DATASET RECORDS:
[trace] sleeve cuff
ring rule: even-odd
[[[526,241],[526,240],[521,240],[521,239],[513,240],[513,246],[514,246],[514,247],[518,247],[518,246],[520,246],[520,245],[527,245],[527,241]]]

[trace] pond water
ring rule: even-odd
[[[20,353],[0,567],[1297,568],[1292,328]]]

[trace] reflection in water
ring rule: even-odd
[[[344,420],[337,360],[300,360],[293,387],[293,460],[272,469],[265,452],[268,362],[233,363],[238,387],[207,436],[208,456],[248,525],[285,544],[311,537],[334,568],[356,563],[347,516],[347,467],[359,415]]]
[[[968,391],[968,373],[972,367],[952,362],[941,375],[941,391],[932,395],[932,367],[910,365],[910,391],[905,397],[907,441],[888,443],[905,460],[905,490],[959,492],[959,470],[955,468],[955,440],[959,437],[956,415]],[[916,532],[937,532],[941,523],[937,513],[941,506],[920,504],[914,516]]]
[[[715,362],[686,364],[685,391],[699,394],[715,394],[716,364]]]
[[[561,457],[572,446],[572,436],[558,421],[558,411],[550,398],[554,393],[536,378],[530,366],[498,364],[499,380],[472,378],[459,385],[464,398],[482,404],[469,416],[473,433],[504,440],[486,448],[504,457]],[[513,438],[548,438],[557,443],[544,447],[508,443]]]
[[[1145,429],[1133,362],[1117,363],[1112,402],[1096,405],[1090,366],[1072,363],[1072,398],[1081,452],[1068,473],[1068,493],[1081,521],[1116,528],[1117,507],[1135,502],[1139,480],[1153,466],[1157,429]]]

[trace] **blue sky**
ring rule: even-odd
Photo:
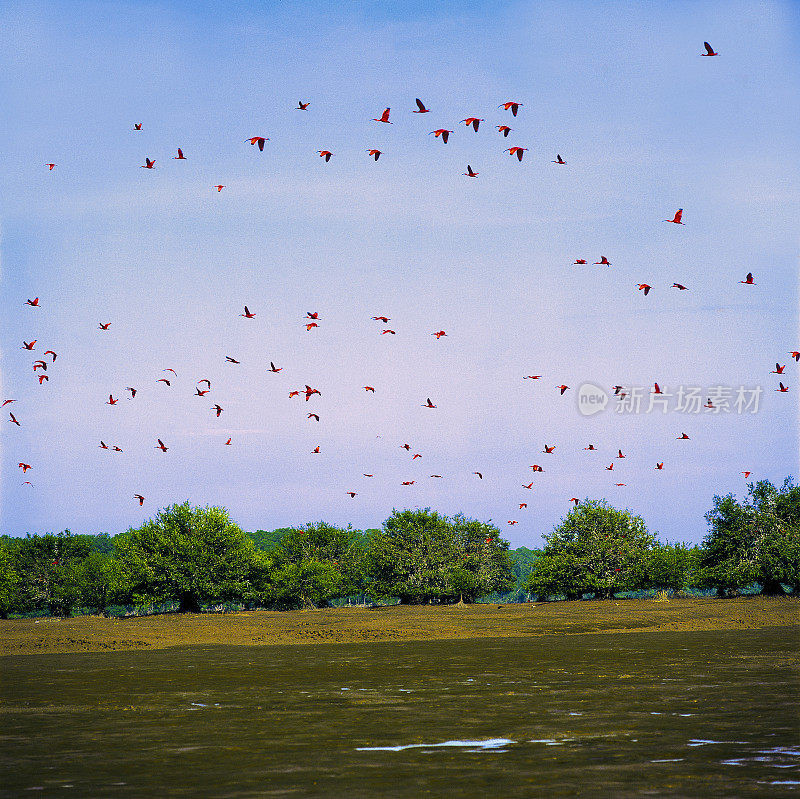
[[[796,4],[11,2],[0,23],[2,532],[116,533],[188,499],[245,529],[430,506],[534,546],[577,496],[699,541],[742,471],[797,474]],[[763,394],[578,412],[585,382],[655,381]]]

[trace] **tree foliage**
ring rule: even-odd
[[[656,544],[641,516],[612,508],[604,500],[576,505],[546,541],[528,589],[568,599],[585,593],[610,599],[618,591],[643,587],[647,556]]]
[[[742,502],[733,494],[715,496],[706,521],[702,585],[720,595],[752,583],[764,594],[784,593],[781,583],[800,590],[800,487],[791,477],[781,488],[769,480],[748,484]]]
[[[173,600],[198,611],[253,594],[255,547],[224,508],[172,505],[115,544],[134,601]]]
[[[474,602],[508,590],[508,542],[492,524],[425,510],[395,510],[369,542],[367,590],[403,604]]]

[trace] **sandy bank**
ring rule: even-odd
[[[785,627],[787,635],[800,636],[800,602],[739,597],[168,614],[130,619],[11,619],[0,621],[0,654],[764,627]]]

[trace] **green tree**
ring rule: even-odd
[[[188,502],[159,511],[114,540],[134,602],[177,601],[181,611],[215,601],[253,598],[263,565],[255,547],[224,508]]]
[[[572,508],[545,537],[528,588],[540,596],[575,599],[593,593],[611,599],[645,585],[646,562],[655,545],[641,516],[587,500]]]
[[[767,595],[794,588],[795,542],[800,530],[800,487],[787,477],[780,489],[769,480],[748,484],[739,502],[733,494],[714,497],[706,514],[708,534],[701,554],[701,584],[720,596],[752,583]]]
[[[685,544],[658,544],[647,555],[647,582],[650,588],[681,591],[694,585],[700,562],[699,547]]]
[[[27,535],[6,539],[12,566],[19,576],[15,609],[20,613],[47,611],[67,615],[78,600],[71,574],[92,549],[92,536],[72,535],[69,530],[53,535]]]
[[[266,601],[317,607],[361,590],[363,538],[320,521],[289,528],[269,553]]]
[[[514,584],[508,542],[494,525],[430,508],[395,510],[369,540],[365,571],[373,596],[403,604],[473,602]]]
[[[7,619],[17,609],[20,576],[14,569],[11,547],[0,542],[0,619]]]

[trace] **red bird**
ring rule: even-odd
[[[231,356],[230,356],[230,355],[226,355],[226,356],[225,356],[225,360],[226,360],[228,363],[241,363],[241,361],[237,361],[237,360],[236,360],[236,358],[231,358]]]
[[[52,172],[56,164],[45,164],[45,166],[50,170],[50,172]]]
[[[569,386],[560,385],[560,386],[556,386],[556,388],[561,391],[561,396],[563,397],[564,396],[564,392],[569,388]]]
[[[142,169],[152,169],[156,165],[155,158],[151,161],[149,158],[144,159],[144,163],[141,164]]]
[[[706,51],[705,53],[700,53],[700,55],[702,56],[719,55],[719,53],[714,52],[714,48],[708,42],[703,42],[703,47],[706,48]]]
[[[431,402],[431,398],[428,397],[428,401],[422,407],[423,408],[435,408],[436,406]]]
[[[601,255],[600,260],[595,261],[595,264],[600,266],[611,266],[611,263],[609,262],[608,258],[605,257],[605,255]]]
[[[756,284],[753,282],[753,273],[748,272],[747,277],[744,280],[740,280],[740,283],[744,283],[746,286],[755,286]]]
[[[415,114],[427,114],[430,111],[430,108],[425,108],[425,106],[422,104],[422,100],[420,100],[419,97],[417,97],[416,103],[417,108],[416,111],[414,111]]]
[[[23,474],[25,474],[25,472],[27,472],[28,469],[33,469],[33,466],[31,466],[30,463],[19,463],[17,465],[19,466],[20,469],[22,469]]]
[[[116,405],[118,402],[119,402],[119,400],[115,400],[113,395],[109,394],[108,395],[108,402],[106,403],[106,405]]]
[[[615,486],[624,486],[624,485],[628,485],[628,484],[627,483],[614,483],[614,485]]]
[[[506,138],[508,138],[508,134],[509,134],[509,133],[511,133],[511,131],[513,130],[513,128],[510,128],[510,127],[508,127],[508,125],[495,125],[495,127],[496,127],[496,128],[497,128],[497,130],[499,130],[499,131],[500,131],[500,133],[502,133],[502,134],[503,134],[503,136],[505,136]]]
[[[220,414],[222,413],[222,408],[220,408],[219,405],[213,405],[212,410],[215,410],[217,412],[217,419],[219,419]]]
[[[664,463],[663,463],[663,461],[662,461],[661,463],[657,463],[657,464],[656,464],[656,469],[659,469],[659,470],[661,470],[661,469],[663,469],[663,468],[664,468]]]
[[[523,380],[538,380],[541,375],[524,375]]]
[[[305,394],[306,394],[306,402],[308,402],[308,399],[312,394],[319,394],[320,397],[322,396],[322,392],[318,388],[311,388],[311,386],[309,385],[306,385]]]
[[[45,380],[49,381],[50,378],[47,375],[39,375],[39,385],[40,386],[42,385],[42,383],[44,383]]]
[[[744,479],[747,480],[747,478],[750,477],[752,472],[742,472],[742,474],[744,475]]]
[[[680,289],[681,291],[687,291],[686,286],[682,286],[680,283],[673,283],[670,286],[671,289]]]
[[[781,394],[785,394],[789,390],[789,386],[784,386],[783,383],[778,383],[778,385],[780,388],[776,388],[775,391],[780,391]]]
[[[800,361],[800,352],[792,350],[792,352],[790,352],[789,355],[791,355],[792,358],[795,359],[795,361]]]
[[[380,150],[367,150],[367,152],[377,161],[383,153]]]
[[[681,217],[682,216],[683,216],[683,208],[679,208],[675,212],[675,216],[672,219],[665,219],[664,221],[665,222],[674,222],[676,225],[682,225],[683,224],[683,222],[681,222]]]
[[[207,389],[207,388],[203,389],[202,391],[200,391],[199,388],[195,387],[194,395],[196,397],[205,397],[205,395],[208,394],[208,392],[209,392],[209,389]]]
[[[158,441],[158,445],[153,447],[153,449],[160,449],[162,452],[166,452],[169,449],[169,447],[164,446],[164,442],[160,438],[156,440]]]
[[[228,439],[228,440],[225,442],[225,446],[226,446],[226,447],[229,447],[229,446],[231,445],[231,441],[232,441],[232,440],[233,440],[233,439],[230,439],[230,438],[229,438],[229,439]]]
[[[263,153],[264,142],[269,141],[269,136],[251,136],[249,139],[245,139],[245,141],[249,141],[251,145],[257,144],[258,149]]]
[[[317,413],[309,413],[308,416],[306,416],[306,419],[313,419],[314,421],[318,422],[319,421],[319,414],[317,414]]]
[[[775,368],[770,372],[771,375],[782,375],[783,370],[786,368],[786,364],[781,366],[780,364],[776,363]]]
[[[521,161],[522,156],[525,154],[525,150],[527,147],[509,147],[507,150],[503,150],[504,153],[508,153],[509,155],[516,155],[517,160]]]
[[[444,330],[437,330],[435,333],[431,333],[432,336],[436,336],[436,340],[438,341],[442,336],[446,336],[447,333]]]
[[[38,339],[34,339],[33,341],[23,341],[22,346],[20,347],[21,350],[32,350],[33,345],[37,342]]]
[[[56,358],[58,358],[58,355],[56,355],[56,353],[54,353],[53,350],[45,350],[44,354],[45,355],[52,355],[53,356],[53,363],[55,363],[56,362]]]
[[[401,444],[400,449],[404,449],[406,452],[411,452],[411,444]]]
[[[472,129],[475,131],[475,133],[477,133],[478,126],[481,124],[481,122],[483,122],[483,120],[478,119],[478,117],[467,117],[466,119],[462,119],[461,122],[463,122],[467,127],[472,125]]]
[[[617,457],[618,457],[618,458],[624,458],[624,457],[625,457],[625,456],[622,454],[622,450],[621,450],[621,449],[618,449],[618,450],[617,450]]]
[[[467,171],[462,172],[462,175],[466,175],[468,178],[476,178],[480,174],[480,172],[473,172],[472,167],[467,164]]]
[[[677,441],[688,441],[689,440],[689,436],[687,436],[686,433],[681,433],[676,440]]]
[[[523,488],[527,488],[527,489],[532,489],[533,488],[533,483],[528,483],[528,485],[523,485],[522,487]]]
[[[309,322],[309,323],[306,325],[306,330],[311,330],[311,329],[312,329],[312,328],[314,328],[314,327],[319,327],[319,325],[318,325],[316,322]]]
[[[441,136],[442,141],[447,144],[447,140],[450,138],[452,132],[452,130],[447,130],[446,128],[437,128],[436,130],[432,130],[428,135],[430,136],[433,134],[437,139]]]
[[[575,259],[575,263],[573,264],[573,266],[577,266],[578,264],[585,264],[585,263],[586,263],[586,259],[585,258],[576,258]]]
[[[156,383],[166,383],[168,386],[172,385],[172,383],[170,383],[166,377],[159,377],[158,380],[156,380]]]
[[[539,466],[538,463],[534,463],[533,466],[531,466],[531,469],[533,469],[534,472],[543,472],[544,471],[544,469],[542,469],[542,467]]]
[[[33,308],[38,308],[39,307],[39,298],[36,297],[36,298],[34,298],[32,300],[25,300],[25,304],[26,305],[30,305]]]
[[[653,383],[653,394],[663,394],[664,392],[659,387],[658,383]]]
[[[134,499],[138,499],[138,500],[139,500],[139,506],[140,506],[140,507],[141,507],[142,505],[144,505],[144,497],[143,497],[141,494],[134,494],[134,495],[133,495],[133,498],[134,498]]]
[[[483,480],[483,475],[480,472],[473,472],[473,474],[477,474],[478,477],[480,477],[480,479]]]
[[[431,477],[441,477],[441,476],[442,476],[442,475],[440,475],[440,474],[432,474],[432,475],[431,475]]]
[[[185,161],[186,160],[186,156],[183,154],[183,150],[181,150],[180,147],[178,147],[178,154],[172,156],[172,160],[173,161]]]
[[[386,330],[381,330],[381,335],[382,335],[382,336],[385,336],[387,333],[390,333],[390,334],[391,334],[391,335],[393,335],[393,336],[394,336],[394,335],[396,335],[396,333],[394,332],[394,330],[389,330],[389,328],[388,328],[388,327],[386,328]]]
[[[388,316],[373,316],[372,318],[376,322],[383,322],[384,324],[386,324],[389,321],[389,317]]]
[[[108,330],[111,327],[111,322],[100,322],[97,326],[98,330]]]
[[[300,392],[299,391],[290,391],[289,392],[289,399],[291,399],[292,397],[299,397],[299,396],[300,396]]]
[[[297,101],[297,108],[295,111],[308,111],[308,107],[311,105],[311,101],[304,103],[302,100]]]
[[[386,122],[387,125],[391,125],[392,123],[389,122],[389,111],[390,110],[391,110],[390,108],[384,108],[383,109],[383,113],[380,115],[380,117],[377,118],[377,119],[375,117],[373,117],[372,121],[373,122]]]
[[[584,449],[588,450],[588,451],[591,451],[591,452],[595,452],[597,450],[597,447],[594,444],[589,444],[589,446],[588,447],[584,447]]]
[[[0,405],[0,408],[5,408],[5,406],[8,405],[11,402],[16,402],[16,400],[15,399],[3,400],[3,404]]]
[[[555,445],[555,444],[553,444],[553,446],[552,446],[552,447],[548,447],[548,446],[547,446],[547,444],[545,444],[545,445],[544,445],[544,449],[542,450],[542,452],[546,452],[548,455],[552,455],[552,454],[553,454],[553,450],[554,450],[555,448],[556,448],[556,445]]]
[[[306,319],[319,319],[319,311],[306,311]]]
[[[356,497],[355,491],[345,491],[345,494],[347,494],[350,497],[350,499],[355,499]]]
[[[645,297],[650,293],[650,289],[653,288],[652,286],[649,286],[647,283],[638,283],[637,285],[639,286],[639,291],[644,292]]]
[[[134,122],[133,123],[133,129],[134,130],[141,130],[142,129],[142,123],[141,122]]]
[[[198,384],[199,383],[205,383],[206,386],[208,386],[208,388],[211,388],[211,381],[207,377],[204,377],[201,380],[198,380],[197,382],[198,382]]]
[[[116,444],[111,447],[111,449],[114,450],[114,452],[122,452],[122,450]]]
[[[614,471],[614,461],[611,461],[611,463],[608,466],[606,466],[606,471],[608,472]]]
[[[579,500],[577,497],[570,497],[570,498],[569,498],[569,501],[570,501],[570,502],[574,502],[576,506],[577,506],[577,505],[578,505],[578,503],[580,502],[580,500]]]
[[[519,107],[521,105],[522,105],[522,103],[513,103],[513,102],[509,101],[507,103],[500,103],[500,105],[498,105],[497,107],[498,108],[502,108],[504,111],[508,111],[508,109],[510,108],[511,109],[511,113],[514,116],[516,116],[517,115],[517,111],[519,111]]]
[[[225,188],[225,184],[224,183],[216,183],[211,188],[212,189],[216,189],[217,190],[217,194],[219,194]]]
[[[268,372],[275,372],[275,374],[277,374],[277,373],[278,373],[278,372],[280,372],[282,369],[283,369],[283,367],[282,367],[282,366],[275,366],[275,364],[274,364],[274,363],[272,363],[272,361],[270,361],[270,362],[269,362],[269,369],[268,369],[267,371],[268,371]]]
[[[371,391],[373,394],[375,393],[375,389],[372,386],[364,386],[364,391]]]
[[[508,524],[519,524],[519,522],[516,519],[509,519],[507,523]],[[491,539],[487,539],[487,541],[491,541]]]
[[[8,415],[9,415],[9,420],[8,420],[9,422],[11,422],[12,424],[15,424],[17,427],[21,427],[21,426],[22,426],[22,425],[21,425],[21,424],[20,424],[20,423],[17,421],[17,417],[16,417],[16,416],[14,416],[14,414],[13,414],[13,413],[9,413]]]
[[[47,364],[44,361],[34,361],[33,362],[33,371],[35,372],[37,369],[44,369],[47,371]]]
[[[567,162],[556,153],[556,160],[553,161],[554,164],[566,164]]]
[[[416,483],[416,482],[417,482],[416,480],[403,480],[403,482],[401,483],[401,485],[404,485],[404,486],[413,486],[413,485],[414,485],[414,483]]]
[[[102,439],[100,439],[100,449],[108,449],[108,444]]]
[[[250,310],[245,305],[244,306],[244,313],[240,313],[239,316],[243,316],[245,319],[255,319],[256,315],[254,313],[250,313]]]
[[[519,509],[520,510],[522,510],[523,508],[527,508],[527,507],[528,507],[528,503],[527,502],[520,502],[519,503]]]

* * *

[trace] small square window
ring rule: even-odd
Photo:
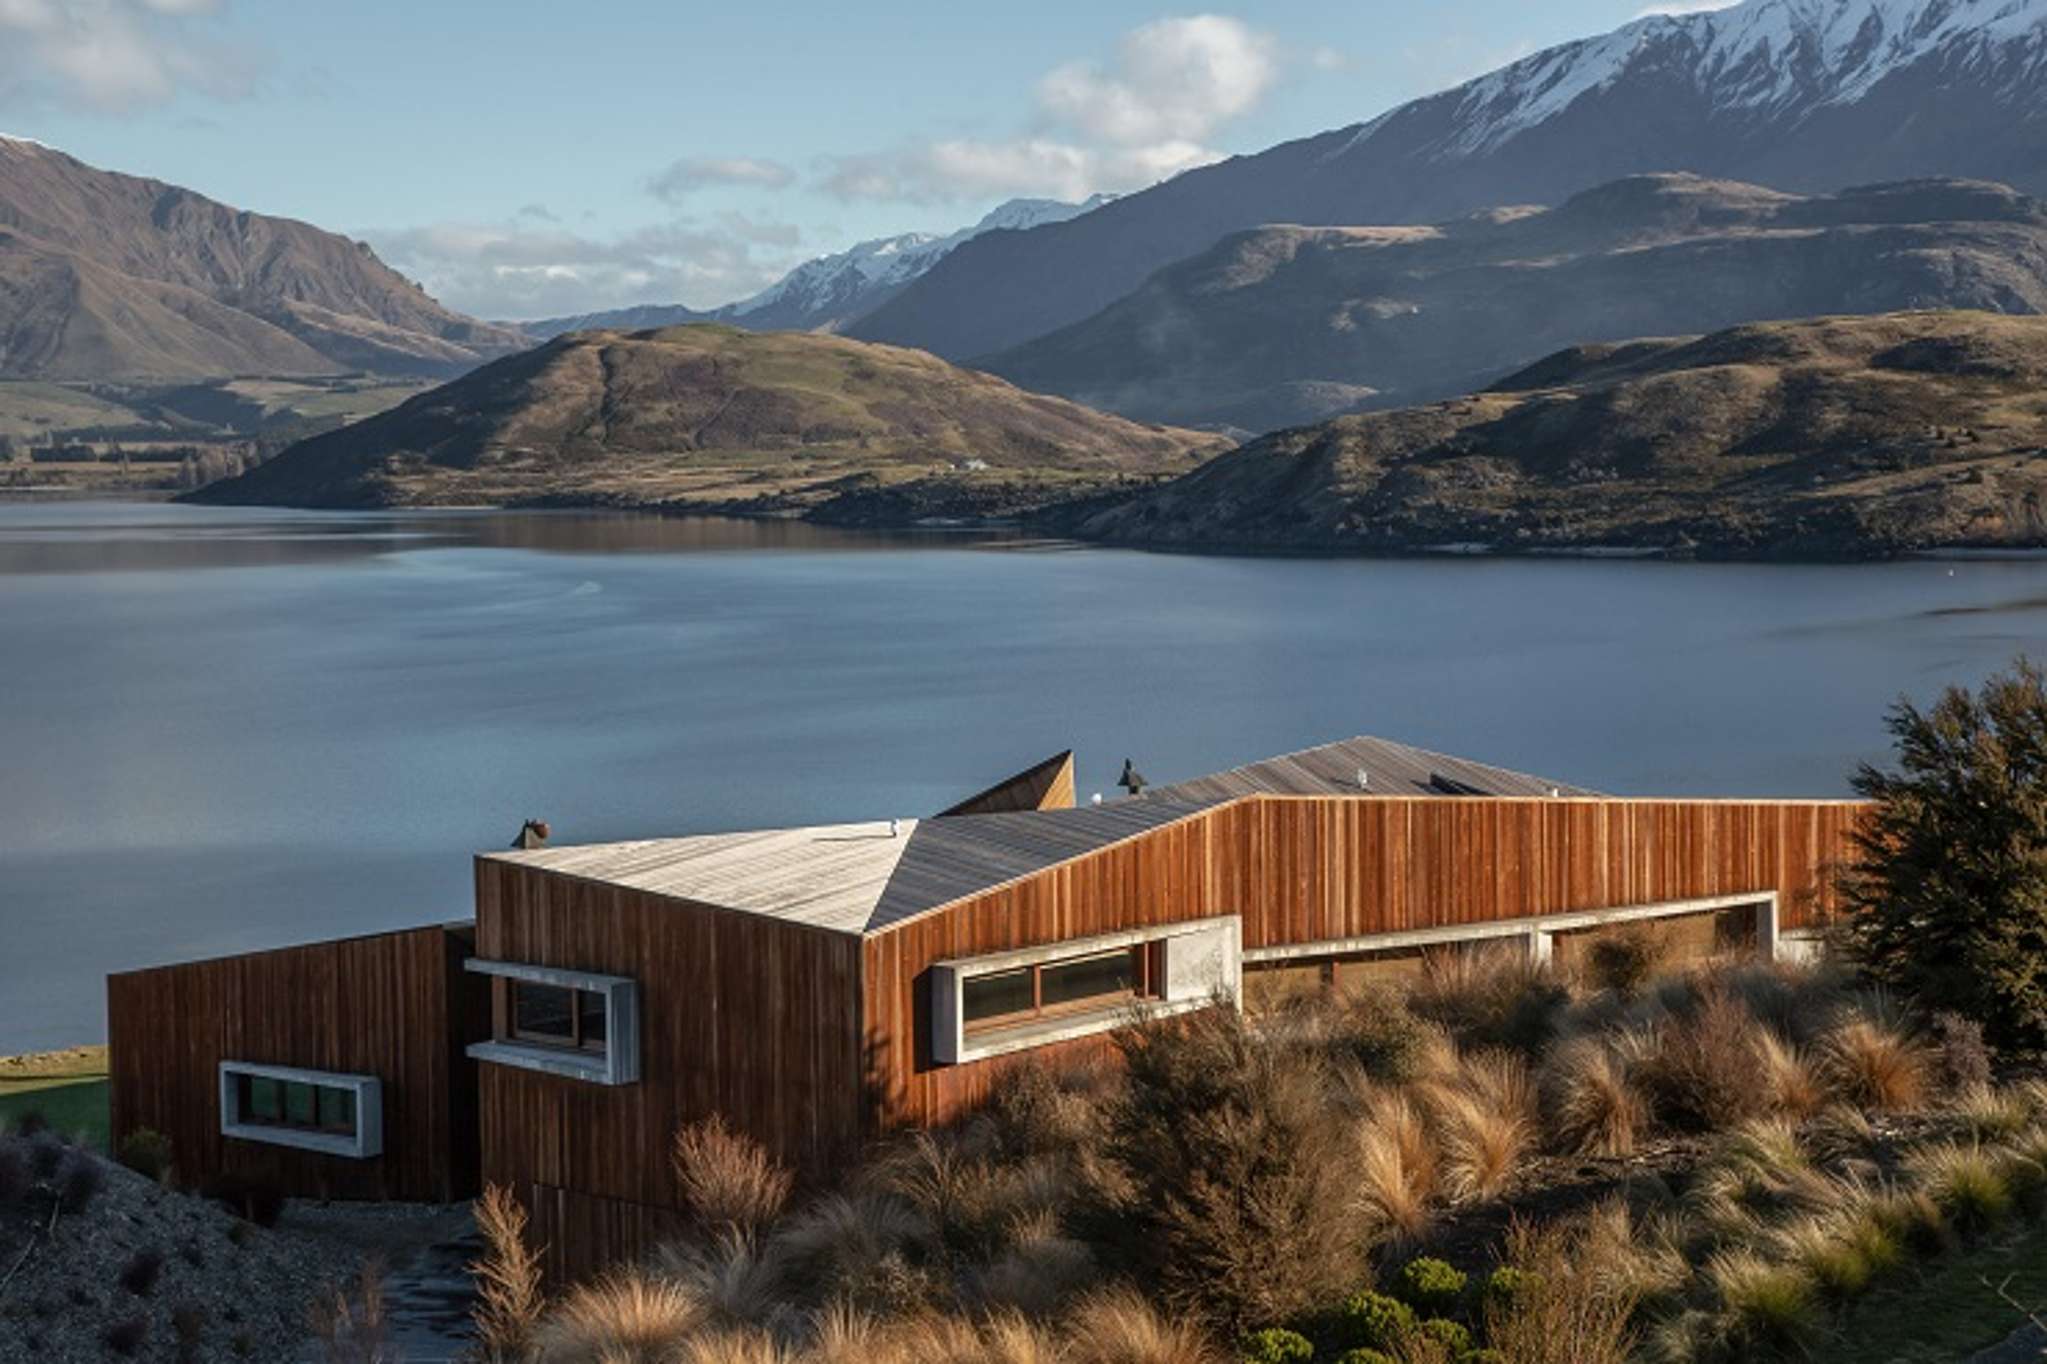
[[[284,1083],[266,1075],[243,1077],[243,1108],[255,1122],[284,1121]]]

TO DO:
Give back exactly the lines of the listing above that run from the line with "[trace] sleeve cuff" to the line with "[trace] reflection in water", inclusive.

TASK OUTPUT:
[trace] sleeve cuff
ring rule: even-odd
[[[526,241],[526,240],[521,240],[521,239],[513,240],[513,246],[514,246],[514,247],[518,247],[518,246],[520,246],[520,245],[527,245],[527,241]]]

[trace] pond water
ring rule: even-odd
[[[20,353],[0,567],[1297,568],[1292,328]]]

[trace] reflection in water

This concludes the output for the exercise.